------ SOURCE INFORMATION

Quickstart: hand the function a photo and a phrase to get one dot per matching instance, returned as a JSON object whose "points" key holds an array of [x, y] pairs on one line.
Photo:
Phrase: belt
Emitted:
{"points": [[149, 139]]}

------------

EXERCISE PROMPT:
Copy the records above. Keep every word as it is.

TASK ANSWER:
Quickstart: hand the function a photo and a phrase to get one dot per matching instance, returned as a JSON object whose "points" key holds an array of [x, y] pairs on one line.
Photo:
Phrase: belt
Emitted:
{"points": [[149, 139]]}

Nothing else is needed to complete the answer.